# Task brief
Could you set out as a numbered list everything in the material below, from the line containing "Tag the potted" down to the line containing "<point>679,348</point>", both included? Leave out blank lines and nothing else.

# Records shown
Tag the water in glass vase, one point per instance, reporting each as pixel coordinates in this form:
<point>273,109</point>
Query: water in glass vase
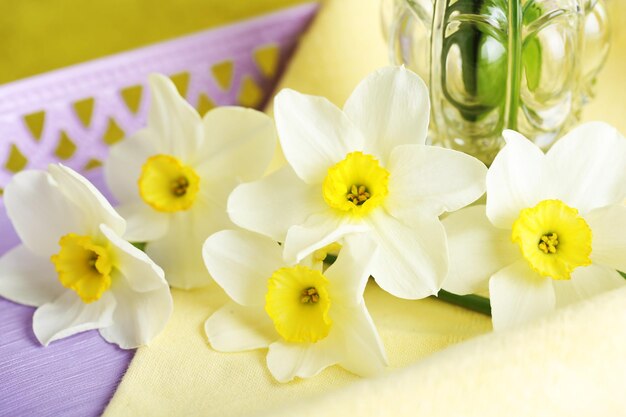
<point>491,65</point>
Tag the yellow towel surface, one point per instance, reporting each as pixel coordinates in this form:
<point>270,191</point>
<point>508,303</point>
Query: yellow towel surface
<point>569,364</point>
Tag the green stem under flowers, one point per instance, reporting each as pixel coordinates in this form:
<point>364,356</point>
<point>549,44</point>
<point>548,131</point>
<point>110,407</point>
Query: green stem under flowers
<point>471,302</point>
<point>139,245</point>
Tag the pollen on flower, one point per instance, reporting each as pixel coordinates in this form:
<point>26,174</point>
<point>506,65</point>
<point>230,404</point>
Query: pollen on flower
<point>298,303</point>
<point>83,266</point>
<point>358,194</point>
<point>553,238</point>
<point>167,185</point>
<point>310,296</point>
<point>180,186</point>
<point>549,243</point>
<point>356,185</point>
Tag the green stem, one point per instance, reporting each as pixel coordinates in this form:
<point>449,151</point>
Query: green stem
<point>515,56</point>
<point>471,302</point>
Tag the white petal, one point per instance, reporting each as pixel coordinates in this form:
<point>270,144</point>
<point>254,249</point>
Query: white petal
<point>29,279</point>
<point>40,213</point>
<point>68,315</point>
<point>412,261</point>
<point>139,316</point>
<point>519,295</point>
<point>177,125</point>
<point>314,134</point>
<point>608,225</point>
<point>477,250</point>
<point>143,223</point>
<point>348,275</point>
<point>179,252</point>
<point>139,271</point>
<point>289,360</point>
<point>273,204</point>
<point>317,231</point>
<point>241,263</point>
<point>391,107</point>
<point>514,180</point>
<point>432,180</point>
<point>363,352</point>
<point>95,208</point>
<point>587,282</point>
<point>122,168</point>
<point>588,167</point>
<point>235,328</point>
<point>239,144</point>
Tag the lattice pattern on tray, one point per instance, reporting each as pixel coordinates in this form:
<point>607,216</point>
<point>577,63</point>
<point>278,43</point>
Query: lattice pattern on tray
<point>73,115</point>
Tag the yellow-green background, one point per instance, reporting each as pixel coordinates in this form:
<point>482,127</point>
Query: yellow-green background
<point>41,35</point>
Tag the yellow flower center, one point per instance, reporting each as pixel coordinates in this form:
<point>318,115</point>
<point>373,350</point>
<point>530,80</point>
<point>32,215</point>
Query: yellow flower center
<point>168,185</point>
<point>553,238</point>
<point>297,301</point>
<point>356,185</point>
<point>83,266</point>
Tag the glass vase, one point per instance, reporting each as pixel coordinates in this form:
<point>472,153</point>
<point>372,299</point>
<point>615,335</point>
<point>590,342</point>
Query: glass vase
<point>528,65</point>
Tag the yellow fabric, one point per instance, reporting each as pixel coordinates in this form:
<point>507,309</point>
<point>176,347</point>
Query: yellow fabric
<point>570,364</point>
<point>178,374</point>
<point>575,357</point>
<point>39,36</point>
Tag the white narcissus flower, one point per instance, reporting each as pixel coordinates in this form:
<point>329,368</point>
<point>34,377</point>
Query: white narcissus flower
<point>554,228</point>
<point>309,319</point>
<point>364,169</point>
<point>74,265</point>
<point>173,178</point>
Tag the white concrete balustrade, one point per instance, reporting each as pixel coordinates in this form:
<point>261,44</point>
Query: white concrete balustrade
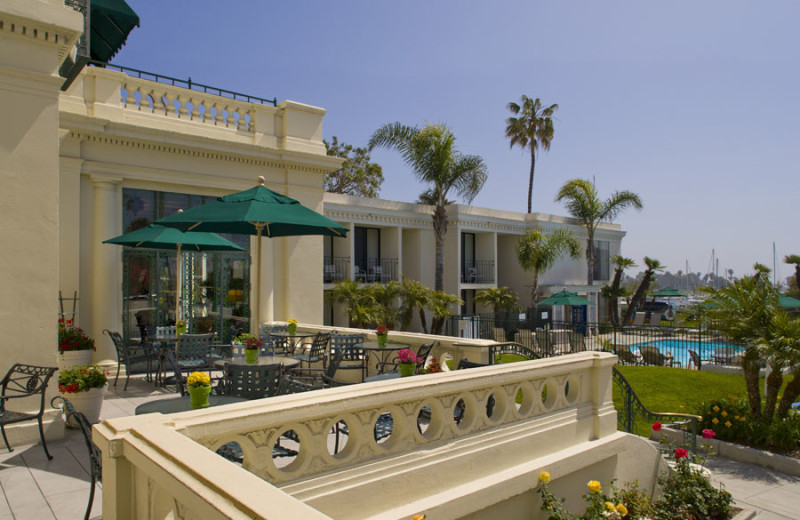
<point>518,419</point>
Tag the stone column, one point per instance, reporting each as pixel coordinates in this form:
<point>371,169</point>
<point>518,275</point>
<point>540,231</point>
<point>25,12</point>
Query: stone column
<point>106,267</point>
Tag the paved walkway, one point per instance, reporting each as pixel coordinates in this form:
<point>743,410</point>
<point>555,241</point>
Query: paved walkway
<point>37,489</point>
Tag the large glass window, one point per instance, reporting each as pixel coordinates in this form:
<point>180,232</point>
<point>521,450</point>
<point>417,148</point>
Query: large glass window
<point>215,287</point>
<point>601,260</point>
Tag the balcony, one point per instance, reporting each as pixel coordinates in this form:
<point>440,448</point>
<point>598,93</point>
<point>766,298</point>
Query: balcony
<point>335,269</point>
<point>380,270</point>
<point>481,271</point>
<point>486,458</point>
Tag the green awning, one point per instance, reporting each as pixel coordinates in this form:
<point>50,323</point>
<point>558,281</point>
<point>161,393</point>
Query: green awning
<point>111,23</point>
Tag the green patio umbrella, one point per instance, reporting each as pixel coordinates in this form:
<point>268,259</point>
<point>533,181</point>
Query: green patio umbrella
<point>565,297</point>
<point>160,237</point>
<point>669,292</point>
<point>257,211</point>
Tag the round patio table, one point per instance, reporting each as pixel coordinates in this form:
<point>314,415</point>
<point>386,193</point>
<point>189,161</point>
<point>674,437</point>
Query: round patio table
<point>182,404</point>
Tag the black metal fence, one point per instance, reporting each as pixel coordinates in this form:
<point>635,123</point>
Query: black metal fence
<point>635,344</point>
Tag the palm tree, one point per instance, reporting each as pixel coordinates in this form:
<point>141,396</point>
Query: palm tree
<point>614,291</point>
<point>431,154</point>
<point>498,298</point>
<point>794,259</point>
<point>653,266</point>
<point>533,129</point>
<point>413,295</point>
<point>582,202</point>
<point>537,252</point>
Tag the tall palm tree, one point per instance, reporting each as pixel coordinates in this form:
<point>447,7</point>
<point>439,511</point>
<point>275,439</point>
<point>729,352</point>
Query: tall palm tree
<point>794,259</point>
<point>431,154</point>
<point>614,291</point>
<point>582,202</point>
<point>653,267</point>
<point>533,129</point>
<point>537,252</point>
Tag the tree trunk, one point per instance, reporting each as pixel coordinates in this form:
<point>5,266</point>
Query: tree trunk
<point>790,394</point>
<point>751,369</point>
<point>530,181</point>
<point>440,232</point>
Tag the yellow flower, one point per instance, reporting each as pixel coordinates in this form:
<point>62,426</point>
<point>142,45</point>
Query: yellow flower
<point>196,379</point>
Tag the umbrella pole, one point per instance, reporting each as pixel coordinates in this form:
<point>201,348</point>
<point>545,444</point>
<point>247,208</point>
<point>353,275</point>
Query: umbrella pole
<point>257,292</point>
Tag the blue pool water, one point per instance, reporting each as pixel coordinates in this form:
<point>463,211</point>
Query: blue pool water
<point>680,348</point>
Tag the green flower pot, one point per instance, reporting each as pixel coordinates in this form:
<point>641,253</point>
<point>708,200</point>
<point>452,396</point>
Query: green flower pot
<point>199,396</point>
<point>407,369</point>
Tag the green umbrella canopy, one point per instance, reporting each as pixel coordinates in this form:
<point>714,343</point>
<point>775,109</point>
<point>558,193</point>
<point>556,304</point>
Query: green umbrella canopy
<point>669,292</point>
<point>160,237</point>
<point>565,297</point>
<point>244,212</point>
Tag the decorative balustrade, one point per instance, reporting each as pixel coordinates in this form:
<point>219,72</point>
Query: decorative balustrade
<point>169,461</point>
<point>181,103</point>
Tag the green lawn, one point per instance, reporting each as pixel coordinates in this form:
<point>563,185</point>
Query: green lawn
<point>675,390</point>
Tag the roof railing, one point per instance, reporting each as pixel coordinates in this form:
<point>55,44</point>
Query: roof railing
<point>189,84</point>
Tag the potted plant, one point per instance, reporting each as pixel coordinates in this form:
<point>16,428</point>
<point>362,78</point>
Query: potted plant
<point>252,346</point>
<point>292,327</point>
<point>199,384</point>
<point>74,345</point>
<point>84,386</point>
<point>382,333</point>
<point>407,361</point>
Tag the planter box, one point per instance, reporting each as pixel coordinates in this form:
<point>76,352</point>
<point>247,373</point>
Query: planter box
<point>729,450</point>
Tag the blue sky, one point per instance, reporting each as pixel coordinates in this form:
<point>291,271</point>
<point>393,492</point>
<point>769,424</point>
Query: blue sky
<point>695,106</point>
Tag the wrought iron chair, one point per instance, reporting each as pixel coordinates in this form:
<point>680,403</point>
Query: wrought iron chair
<point>353,357</point>
<point>131,354</point>
<point>19,382</point>
<point>95,459</point>
<point>251,381</point>
<point>315,352</point>
<point>193,352</point>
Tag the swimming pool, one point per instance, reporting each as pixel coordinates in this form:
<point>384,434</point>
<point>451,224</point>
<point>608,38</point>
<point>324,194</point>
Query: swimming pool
<point>679,348</point>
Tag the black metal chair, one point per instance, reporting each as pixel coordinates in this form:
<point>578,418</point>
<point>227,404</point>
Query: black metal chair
<point>315,352</point>
<point>19,382</point>
<point>251,381</point>
<point>74,417</point>
<point>353,357</point>
<point>131,354</point>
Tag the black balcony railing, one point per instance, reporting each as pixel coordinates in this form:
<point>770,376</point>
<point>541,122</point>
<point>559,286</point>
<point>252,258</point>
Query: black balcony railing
<point>379,270</point>
<point>335,269</point>
<point>481,271</point>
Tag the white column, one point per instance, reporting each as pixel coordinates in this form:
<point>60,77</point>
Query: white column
<point>106,261</point>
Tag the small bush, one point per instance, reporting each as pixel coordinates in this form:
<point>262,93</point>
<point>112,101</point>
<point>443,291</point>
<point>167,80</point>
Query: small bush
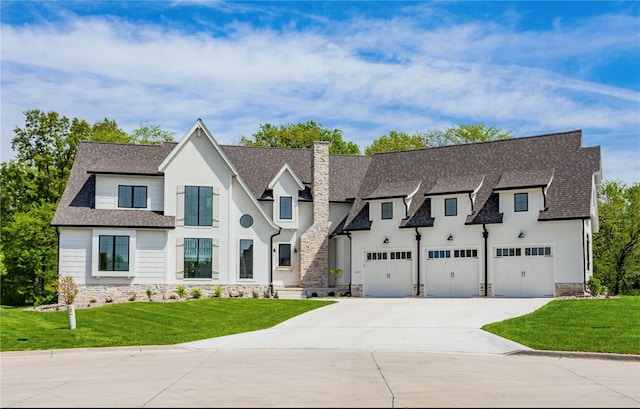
<point>196,293</point>
<point>66,289</point>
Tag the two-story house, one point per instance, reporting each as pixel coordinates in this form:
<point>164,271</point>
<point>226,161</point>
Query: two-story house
<point>511,218</point>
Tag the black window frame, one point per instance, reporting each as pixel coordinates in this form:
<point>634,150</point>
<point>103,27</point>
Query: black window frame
<point>135,192</point>
<point>388,215</point>
<point>203,211</point>
<point>517,208</point>
<point>112,263</point>
<point>284,257</point>
<point>288,206</point>
<point>201,269</point>
<point>446,208</point>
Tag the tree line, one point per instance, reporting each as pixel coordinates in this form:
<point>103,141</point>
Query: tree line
<point>32,183</point>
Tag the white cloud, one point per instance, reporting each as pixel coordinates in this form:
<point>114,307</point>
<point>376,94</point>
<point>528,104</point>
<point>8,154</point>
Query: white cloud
<point>365,78</point>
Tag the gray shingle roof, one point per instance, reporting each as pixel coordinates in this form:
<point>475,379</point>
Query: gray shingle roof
<point>76,207</point>
<point>259,165</point>
<point>518,162</point>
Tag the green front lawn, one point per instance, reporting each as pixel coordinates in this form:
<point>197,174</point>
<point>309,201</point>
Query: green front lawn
<point>145,323</point>
<point>589,325</point>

# Solution
1. Tag the potted plant, one point per instance, reporting each as pixel coordinates in this form:
2. <point>16,428</point>
3. <point>362,78</point>
4. Query: potted plant
5. <point>252,346</point>
6. <point>292,327</point>
7. <point>199,384</point>
8. <point>74,345</point>
9. <point>84,386</point>
10. <point>382,333</point>
11. <point>407,361</point>
12. Tag the planter box, one point per instance, reporting each as pixel coordinates in this form:
13. <point>76,352</point>
14. <point>247,373</point>
15. Query: planter box
16. <point>729,450</point>
17. Tag the blue sky, one point per instance, reporting each as pixel coordinates in this form:
18. <point>291,271</point>
19. <point>393,492</point>
20. <point>769,424</point>
21. Query: blue sky
22. <point>695,106</point>
23. Tag the wrought iron chair, one point per instance, reporting each as pixel coordinates in this form:
24. <point>680,403</point>
25. Query: wrought iron chair
26. <point>353,357</point>
27. <point>131,354</point>
28. <point>19,382</point>
29. <point>95,459</point>
30. <point>251,381</point>
31. <point>315,352</point>
32. <point>193,352</point>
33. Tag the swimming pool, one point per instance, reporting each as pixel coordinates in this form:
34. <point>384,434</point>
35. <point>451,224</point>
36. <point>608,38</point>
37. <point>324,194</point>
38. Query: swimming pool
39. <point>679,348</point>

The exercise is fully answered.